> _WORK TO BE COMPLETED_
Copy every item below word for word, leaving out the pictures.

> _GIVEN ENTRIES_
──────────────────────────────
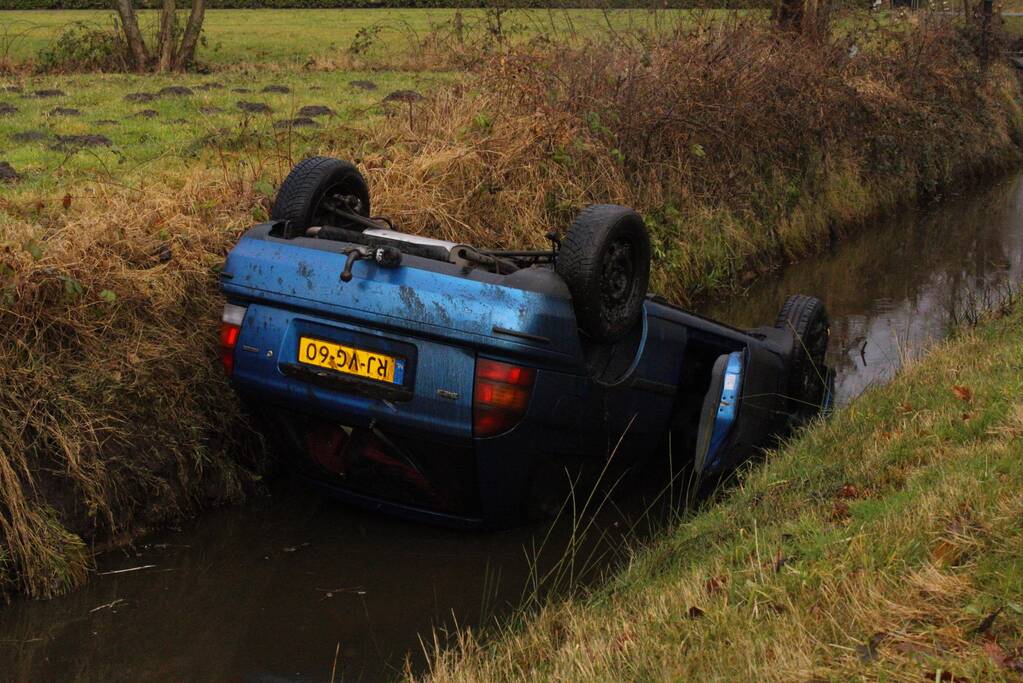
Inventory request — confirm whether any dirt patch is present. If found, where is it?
[0,162,21,183]
[26,89,68,99]
[235,100,270,113]
[273,117,320,130]
[10,131,50,142]
[384,90,422,102]
[53,134,114,150]
[299,104,333,117]
[157,86,192,97]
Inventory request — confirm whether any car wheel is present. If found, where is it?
[554,204,650,344]
[774,294,833,424]
[270,156,369,232]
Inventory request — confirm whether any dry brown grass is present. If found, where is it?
[0,10,1023,595]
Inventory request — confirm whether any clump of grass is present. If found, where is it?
[409,292,1023,682]
[0,166,272,596]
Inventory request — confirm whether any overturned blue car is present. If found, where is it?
[220,157,833,527]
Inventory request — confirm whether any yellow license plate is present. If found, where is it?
[299,336,405,384]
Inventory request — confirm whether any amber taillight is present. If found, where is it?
[473,358,536,437]
[220,304,246,376]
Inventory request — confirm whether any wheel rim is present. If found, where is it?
[309,179,366,225]
[601,240,635,311]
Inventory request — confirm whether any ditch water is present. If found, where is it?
[6,177,1023,683]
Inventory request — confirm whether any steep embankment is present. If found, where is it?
[415,296,1023,683]
[0,13,1023,595]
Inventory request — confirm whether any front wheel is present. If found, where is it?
[774,294,834,424]
[270,156,369,232]
[554,204,651,344]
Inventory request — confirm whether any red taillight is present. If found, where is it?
[220,304,246,375]
[473,358,536,437]
[220,322,241,375]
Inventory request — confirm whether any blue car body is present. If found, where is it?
[221,223,818,526]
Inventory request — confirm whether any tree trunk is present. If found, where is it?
[157,0,175,74]
[116,0,149,72]
[174,0,206,72]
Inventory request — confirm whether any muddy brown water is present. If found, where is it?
[0,178,1023,682]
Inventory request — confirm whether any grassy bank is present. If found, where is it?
[0,12,1023,595]
[415,296,1023,682]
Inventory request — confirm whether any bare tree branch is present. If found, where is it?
[157,0,175,74]
[174,0,206,71]
[115,0,149,72]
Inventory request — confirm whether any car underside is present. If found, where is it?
[221,157,830,526]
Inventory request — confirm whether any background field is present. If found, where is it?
[0,9,736,65]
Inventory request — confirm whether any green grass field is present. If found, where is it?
[0,9,720,66]
[0,71,454,193]
[0,9,736,194]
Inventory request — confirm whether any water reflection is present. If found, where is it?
[707,173,1023,402]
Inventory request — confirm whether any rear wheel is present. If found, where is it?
[774,294,834,424]
[555,204,650,344]
[270,156,369,232]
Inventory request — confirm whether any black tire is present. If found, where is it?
[774,294,832,424]
[555,204,650,344]
[270,156,369,232]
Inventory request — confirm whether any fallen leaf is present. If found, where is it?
[931,539,959,564]
[982,640,1023,674]
[771,548,789,574]
[856,631,888,664]
[704,575,728,595]
[838,484,859,499]
[924,669,970,683]
[952,384,973,401]
[970,607,1005,635]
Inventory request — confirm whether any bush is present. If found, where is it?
[36,21,131,72]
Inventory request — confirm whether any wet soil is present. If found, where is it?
[235,100,271,113]
[273,117,320,130]
[157,86,192,97]
[10,131,50,142]
[0,162,21,183]
[54,134,114,149]
[384,90,422,102]
[299,104,333,117]
[0,173,1023,682]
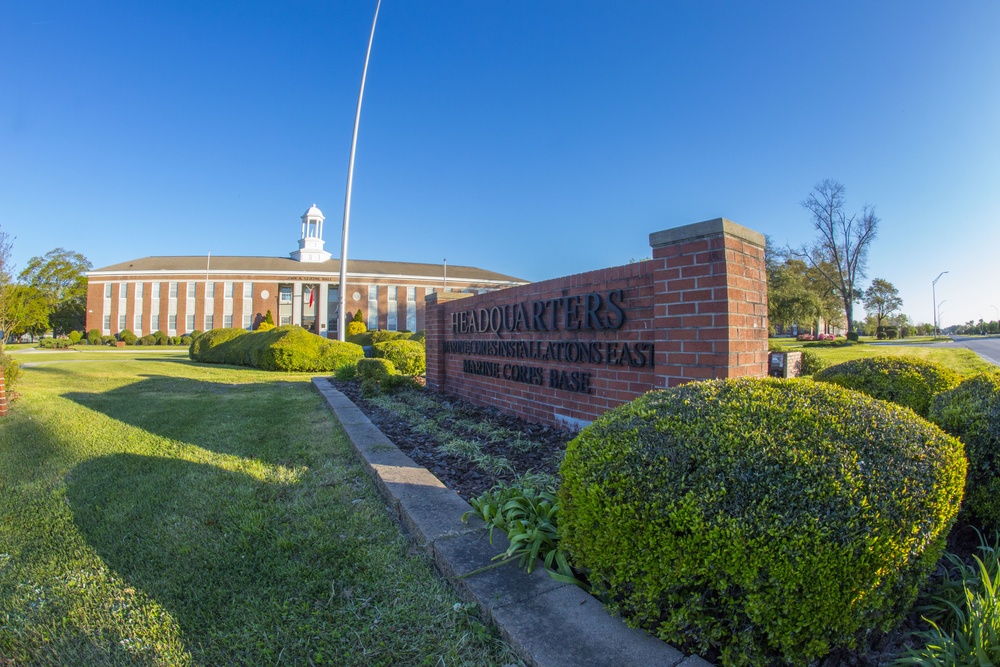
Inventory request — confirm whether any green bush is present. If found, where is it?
[357,359,396,382]
[188,328,247,364]
[372,340,427,375]
[333,364,358,382]
[190,326,364,371]
[813,357,961,417]
[0,352,24,399]
[929,371,1000,530]
[344,332,372,347]
[372,329,410,345]
[559,379,965,666]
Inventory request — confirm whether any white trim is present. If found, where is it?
[86,270,530,285]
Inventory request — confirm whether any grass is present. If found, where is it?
[770,338,996,377]
[0,349,518,667]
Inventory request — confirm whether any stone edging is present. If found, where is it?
[312,378,711,667]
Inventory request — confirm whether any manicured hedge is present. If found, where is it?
[372,340,427,375]
[813,357,962,417]
[930,371,1000,534]
[559,379,965,666]
[189,325,364,371]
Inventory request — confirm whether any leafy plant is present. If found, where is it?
[895,544,1000,667]
[462,476,586,588]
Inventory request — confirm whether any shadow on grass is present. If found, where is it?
[63,378,322,465]
[67,454,363,665]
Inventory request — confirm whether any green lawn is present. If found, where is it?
[0,349,518,667]
[770,338,996,376]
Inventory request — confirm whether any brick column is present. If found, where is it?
[0,366,7,417]
[649,218,767,387]
[424,292,472,391]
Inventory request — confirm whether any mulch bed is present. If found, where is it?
[330,378,573,501]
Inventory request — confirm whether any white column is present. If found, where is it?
[292,281,302,326]
[316,283,330,338]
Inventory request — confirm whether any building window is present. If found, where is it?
[385,285,399,331]
[406,287,417,331]
[368,285,378,331]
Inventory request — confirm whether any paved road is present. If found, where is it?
[945,336,1000,366]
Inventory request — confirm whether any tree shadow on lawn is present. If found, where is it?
[67,454,364,665]
[63,375,322,466]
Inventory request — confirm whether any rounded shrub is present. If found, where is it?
[813,357,961,417]
[372,340,427,375]
[189,328,247,364]
[357,359,396,382]
[929,371,1000,532]
[559,379,965,666]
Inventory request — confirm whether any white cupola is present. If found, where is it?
[291,204,332,262]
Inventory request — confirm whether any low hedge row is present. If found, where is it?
[189,325,364,371]
[929,371,1000,534]
[813,357,961,417]
[559,379,966,667]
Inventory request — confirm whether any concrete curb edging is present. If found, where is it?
[312,377,712,667]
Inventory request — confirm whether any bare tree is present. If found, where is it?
[792,179,879,335]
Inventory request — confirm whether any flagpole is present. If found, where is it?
[337,0,382,341]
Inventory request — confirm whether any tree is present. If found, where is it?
[864,278,903,327]
[794,179,879,336]
[20,248,91,334]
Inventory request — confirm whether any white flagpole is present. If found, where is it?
[337,0,382,341]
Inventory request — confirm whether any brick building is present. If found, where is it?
[87,205,526,338]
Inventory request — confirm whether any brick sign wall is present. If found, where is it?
[426,218,767,428]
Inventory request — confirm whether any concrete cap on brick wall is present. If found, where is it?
[424,290,475,303]
[649,218,764,248]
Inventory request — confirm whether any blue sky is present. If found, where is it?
[0,0,1000,323]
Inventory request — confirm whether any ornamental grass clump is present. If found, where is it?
[813,357,962,417]
[930,372,1000,531]
[559,379,965,667]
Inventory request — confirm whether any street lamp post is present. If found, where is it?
[931,271,948,338]
[337,0,382,341]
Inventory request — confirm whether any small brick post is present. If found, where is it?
[649,218,767,387]
[0,366,7,417]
──────────────────────────────
> _OUTPUT OF THE TASK_
Inventory request — confirm whether any dirt patch is present. If found, where is it?
[0,162,21,183]
[26,89,68,99]
[235,100,270,113]
[273,117,320,130]
[10,131,50,142]
[384,90,422,102]
[53,134,114,150]
[299,104,333,117]
[157,86,192,97]
Inventory request — confirm whether any car wheel is present. If found, where is it?
[554,204,650,344]
[774,294,833,424]
[270,156,369,232]
Inventory request — confirm whether any dry brown grass is present. If found, where is it?
[0,10,1023,595]
Inventory request — confirm whether any clump of grass is present. If found, where is it?
[409,292,1023,682]
[0,166,272,596]
Inventory request — confirm whether any overturned blue car is present. If found, where is it?
[220,157,833,527]
Inventory request — confirm whether any yellow license plate is present. If found, where is it?
[299,336,405,384]
Inventory request — confirm whether any amber taillight is present. If found, where is it?
[473,358,536,437]
[220,304,246,376]
Inventory request — confirm whether any wheel rim is present. If found, where is it?
[309,179,366,225]
[601,240,635,311]
Inventory request — confirm whether any ditch water is present. If found, where is it?
[6,177,1023,683]
Inventory request — confirm whether any steep embankment is present. If found, where is it?
[415,296,1023,683]
[0,13,1023,595]
Inventory request — confirm whether any front wheel is present. If found, where is it?
[774,294,834,424]
[270,156,369,232]
[554,204,651,344]
Inventory request — confirm whether any red taillight is present. If found, where is it?
[220,304,246,375]
[473,358,536,437]
[220,322,241,375]
Inventory request — confirm whether any blue car body is present. If found, where is it?
[221,223,818,526]
Inventory request — confirm whether any tree trunk is present. If found, where is it?
[157,0,175,74]
[116,0,149,72]
[174,0,206,72]
Inventory request — confirm whether any muddy brown water is present. If found, where is it?
[0,178,1023,682]
Inventory request — confirm whether any grassy bank is present. If found, where is it?
[0,12,1023,595]
[415,296,1023,682]
Inventory request — confirm whether any bare tree branch is present. If found, where is it?
[157,0,175,74]
[174,0,206,71]
[115,0,149,72]
Inventory request — confirm whether any car underside is present. If found, where is it?
[221,157,830,526]
Inventory request — confirm whether any background field is present. If found, where is it?
[0,9,736,65]
Inventory request — confirm whether any green grass field is present. If found, where is it?
[0,9,720,66]
[0,71,454,193]
[0,9,736,194]
Inventory request — confirm whether any water reflection is present. If found, where is it?
[707,173,1023,402]
Inventory request — confirm whether any rear wheel is present. If found, where is it?
[774,294,834,424]
[555,204,650,344]
[270,156,369,232]
Inventory request — confirm whether any black tire is present. If found, where is it?
[774,294,832,424]
[555,204,650,344]
[270,156,369,232]
Inventory request — confirm whether any fallen leaf is present. If found, where is it?
[931,539,959,564]
[982,640,1023,674]
[771,548,789,574]
[856,631,888,664]
[704,575,728,595]
[838,484,859,499]
[924,669,970,683]
[952,384,973,401]
[970,607,1005,635]
Inventory request — confirm whether any bush is present. If found, where is it?
[36,21,131,72]
Inventory request — confirm whether any wet soil is present. If found, where is it?
[235,100,271,113]
[273,117,320,130]
[157,86,192,97]
[10,131,50,142]
[0,162,21,183]
[54,134,114,149]
[384,90,422,102]
[299,104,333,117]
[0,173,1023,682]
Inventory request — confirm whether any green bush is present. If found, where is it?
[357,359,396,382]
[188,328,247,364]
[372,340,427,375]
[333,364,358,382]
[190,326,364,371]
[813,357,961,417]
[0,352,24,399]
[929,371,1000,530]
[344,332,372,347]
[372,329,410,345]
[559,379,965,666]
Inventory request — confirm whether any white trim is present. If found, where is it?
[86,270,530,285]
Inventory request — confirm whether any grass is present. If found, where is it?
[770,338,996,377]
[0,349,518,667]
Inventory request — confirm whether any stone edging is present. If found, where is it?
[312,378,711,667]
Inventory request — confirm whether any manicured hedge is present. If found, where is it?
[372,340,427,375]
[813,357,962,417]
[930,371,1000,534]
[559,379,965,666]
[189,325,364,371]
Inventory request — confirm whether any leafy plant is present. If found, where is it?
[895,544,1000,667]
[462,476,586,588]
Inventory request — confirm whether any shadow on grass is present. If found, where is it?
[63,378,322,465]
[67,454,363,665]
Inventory request — confirm whether any green lawn is present. If found, where is it?
[0,349,518,667]
[770,338,996,376]
Inventory request — confirm whether any brick column is present. If found, where is it?
[0,366,7,417]
[649,218,767,387]
[424,292,472,391]
Inventory request — confirm whether any mulch bed is present. If found, where is it?
[330,378,573,501]
Inventory request — confirm whether any white column is present. If found, where is it?
[292,281,302,326]
[316,283,330,338]
Inventory request — confirm whether any building window is present. If found, where is it?
[385,285,399,331]
[406,287,417,331]
[368,285,378,331]
Inventory request — confirm whether any paved road is present. If found, where is it?
[945,336,1000,366]
Inventory request — confirm whether any tree shadow on lawn is present. If found, where is it?
[67,454,364,665]
[63,375,322,466]
Inventory request — confirm whether any rounded shrub is present. If found, where is it?
[813,357,961,417]
[372,340,427,375]
[189,328,247,364]
[357,359,396,382]
[929,371,1000,532]
[559,379,965,666]
Inventory request — confirm whether any white cupola is present. If found, where is it?
[291,204,332,262]
Inventory request — confirm whether any low hedge row is present. If found, where is it?
[189,325,364,371]
[929,371,1000,534]
[813,357,961,417]
[559,379,966,667]
Inventory request — confirm whether any concrete curb edging is present. If found, where is it?
[312,377,712,667]
Inventory request — confirm whether any bare tree is present. If found, where is it?
[792,179,879,335]
Inventory request — confirm whether any flagpole is present. If found, where is it?
[337,0,382,341]
Inventory request — confirm whether any tree is present. If found, where is it?
[864,278,903,327]
[794,179,879,336]
[20,248,91,334]
Inventory request — confirm whether any white flagpole is present. If found, where is it?
[337,0,382,341]
Inventory request — confirm whether any brick building is present. If found, where is it?
[87,205,526,338]
Inventory request — confirm whether any brick sign wall is present. If found, where is it?
[426,218,767,428]
Inventory request — confirm whether any concrete cap on brick wall is present. If found, where is it?
[424,290,475,303]
[649,218,764,248]
Inventory request — confirm whether any blue sky is present. If found, where is it?
[0,0,1000,323]
Inventory request — confirm whether any ornamental grass clump is present. If found, where is it?
[813,357,962,417]
[930,372,1000,531]
[559,379,965,667]
Inventory request — confirm whether any street lamp post is present. If found, where is it?
[931,271,948,338]
[337,0,382,341]
Inventory request — confirm whether any small brick post is present. If found, where is it?
[649,218,767,387]
[0,366,7,417]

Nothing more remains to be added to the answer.